## Working data

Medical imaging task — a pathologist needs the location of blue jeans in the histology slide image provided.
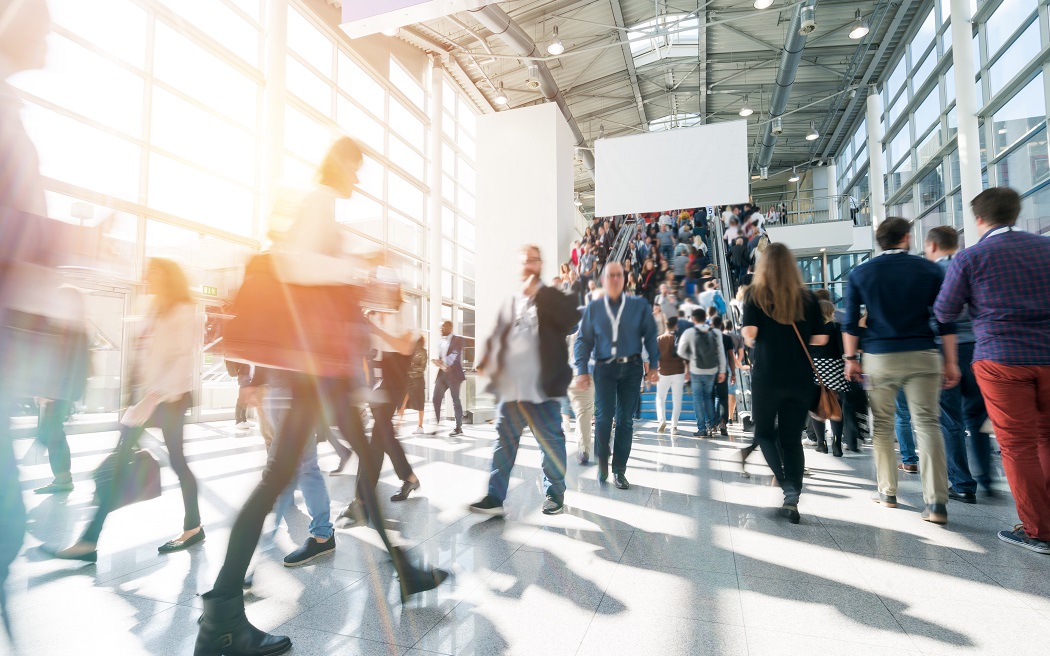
[594,358,644,473]
[689,374,718,432]
[273,435,335,539]
[488,400,566,503]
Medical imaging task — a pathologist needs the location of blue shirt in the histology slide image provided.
[573,294,659,376]
[843,251,956,354]
[933,229,1050,366]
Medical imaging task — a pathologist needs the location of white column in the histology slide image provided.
[262,0,288,234]
[951,0,981,244]
[427,57,443,354]
[866,84,886,230]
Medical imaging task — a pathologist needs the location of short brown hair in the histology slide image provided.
[875,216,911,251]
[926,226,959,251]
[970,187,1021,226]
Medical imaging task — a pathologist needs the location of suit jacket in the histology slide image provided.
[438,335,466,383]
[479,287,581,399]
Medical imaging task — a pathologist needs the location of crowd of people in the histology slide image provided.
[0,0,1050,656]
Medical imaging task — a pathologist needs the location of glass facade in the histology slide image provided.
[12,0,478,420]
[836,0,1050,238]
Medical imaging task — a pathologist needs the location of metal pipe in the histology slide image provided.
[758,0,817,168]
[468,4,594,178]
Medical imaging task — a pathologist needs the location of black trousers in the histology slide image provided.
[213,373,407,598]
[752,385,817,504]
[81,393,201,543]
[37,400,72,477]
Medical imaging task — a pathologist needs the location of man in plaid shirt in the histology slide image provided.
[933,187,1050,554]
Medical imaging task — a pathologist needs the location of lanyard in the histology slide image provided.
[605,296,627,358]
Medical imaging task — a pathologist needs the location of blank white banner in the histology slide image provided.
[594,121,749,216]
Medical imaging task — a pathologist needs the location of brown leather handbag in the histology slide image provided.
[218,253,361,378]
[791,323,842,421]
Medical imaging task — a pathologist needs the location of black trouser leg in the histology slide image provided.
[213,375,320,597]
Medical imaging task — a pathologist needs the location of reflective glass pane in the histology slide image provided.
[988,21,1040,96]
[12,34,144,139]
[288,6,333,77]
[150,87,255,185]
[985,0,1036,57]
[147,153,255,236]
[285,55,332,117]
[995,128,1050,191]
[992,73,1046,154]
[47,0,146,68]
[153,23,259,129]
[22,103,140,202]
[339,51,386,120]
[337,96,386,153]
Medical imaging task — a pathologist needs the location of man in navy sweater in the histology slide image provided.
[842,218,960,524]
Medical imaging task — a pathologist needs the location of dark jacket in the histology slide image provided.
[478,287,580,399]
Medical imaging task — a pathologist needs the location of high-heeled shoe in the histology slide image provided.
[193,590,292,656]
[391,479,419,501]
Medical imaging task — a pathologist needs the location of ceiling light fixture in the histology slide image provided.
[739,96,755,118]
[492,80,510,105]
[547,25,565,57]
[849,9,868,40]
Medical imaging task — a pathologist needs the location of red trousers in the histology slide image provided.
[973,360,1050,542]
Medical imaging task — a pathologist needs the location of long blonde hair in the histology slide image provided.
[748,244,805,325]
[146,257,193,316]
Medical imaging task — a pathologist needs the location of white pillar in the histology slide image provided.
[951,0,981,244]
[866,84,886,230]
[427,57,443,354]
[264,0,288,241]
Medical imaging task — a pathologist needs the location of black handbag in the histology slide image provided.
[93,448,161,510]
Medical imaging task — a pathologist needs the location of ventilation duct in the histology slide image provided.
[758,0,817,168]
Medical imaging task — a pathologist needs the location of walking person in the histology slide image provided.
[933,187,1050,553]
[656,317,686,435]
[432,321,466,438]
[740,244,828,524]
[32,285,91,494]
[839,217,959,525]
[194,137,448,656]
[575,259,666,490]
[400,335,426,435]
[53,258,205,563]
[678,309,726,438]
[470,245,583,515]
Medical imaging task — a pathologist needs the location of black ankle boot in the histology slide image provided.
[391,547,448,604]
[193,591,292,656]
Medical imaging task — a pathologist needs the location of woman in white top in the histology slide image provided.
[54,258,205,563]
[194,137,448,656]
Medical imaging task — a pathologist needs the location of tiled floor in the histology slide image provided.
[0,423,1050,656]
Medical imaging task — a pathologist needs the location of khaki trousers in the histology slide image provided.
[863,350,948,505]
[569,383,594,456]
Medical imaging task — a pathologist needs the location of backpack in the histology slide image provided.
[692,329,718,369]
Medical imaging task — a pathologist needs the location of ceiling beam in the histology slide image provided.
[609,0,649,125]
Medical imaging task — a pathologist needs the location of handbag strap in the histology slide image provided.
[791,323,827,387]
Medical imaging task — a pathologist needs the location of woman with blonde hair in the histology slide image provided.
[740,244,828,524]
[53,258,205,563]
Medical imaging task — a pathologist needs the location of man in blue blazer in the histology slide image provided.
[432,321,466,436]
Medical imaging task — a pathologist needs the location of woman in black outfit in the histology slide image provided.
[740,244,828,524]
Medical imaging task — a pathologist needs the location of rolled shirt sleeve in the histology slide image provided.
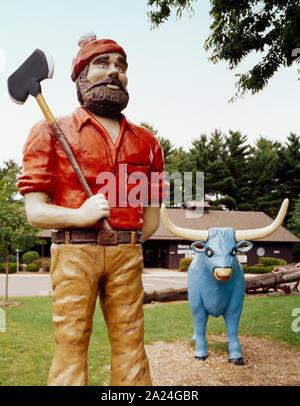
[148,138,169,206]
[18,121,56,195]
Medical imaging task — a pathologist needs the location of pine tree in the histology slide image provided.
[248,137,282,217]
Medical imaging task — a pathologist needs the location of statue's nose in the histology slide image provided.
[214,268,232,282]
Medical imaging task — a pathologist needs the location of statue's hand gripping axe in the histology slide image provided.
[7,49,113,234]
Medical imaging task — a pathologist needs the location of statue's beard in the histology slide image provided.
[76,70,129,118]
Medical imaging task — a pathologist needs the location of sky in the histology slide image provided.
[0,0,300,166]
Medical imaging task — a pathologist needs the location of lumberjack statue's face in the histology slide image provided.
[76,52,129,118]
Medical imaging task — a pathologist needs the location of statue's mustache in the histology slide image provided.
[87,79,126,91]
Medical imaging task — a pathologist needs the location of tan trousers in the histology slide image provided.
[48,244,152,386]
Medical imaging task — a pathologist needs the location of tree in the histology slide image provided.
[278,133,300,216]
[148,0,300,100]
[140,122,174,167]
[248,137,282,217]
[0,168,43,305]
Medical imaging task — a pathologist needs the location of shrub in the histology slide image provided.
[244,265,274,274]
[22,251,40,265]
[179,258,193,272]
[258,257,287,266]
[34,257,51,272]
[0,262,17,273]
[26,263,40,272]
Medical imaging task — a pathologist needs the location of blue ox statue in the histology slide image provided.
[161,199,289,365]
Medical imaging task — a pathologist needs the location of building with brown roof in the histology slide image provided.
[143,203,300,269]
[39,202,300,269]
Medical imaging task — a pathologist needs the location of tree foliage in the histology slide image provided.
[148,0,300,100]
[0,161,43,301]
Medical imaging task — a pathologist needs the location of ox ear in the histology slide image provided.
[237,240,253,252]
[191,241,205,254]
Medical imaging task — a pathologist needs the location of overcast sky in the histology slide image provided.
[0,0,300,165]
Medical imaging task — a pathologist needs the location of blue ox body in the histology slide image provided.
[161,199,289,365]
[188,228,252,365]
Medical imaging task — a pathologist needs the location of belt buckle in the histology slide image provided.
[98,230,118,245]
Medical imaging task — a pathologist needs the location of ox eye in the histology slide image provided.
[205,248,214,257]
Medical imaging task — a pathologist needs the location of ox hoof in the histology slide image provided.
[195,355,207,361]
[229,358,245,365]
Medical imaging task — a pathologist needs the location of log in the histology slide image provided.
[144,288,188,304]
[144,269,300,304]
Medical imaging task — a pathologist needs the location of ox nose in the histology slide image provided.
[214,268,232,282]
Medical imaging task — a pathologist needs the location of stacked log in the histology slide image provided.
[144,269,300,303]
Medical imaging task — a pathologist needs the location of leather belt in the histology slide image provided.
[51,228,143,245]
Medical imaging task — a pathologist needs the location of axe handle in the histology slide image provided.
[35,93,113,234]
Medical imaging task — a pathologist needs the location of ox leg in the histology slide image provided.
[224,311,245,365]
[193,309,208,361]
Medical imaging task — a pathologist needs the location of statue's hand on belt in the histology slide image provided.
[77,193,110,227]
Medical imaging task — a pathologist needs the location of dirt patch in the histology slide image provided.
[146,335,300,386]
[0,301,23,307]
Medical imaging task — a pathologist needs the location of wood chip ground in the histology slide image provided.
[146,335,300,386]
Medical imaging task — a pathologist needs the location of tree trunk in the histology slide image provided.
[5,252,9,303]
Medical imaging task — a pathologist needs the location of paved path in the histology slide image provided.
[0,268,187,297]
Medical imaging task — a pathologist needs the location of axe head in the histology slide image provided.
[7,49,54,104]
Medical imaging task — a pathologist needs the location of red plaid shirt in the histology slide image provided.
[18,107,167,230]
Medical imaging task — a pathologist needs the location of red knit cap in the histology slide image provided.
[71,34,127,82]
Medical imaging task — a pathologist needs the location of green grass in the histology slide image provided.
[0,296,300,386]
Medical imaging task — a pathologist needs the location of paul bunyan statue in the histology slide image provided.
[18,36,166,386]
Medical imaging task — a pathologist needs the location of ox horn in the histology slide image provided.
[161,204,208,242]
[235,199,289,242]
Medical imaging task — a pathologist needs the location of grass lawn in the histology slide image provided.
[0,296,300,386]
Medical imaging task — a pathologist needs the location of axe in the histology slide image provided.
[7,49,113,234]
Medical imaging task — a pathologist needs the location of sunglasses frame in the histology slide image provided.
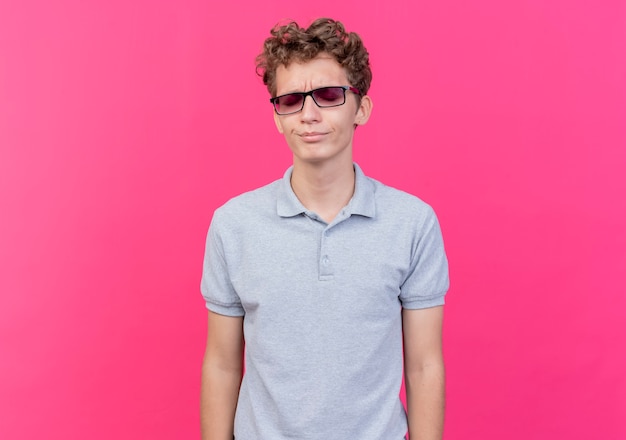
[270,86,361,116]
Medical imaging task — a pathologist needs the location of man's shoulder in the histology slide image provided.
[368,177,433,215]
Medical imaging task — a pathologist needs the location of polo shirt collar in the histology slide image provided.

## Set exercise
Can you copy out the records above verbatim, from the line with "person in the histology slide image provided." to the line with "[470,245,583,515]", both included?

## Completed task
Medical imaging task — a pathologist needs the location of walking person in the histology slide image provided.
[933,187,1050,553]
[656,317,686,435]
[432,321,466,438]
[740,244,828,524]
[32,285,91,494]
[839,217,959,525]
[194,137,448,656]
[575,259,666,490]
[400,335,426,435]
[53,258,205,563]
[678,309,726,438]
[470,245,583,515]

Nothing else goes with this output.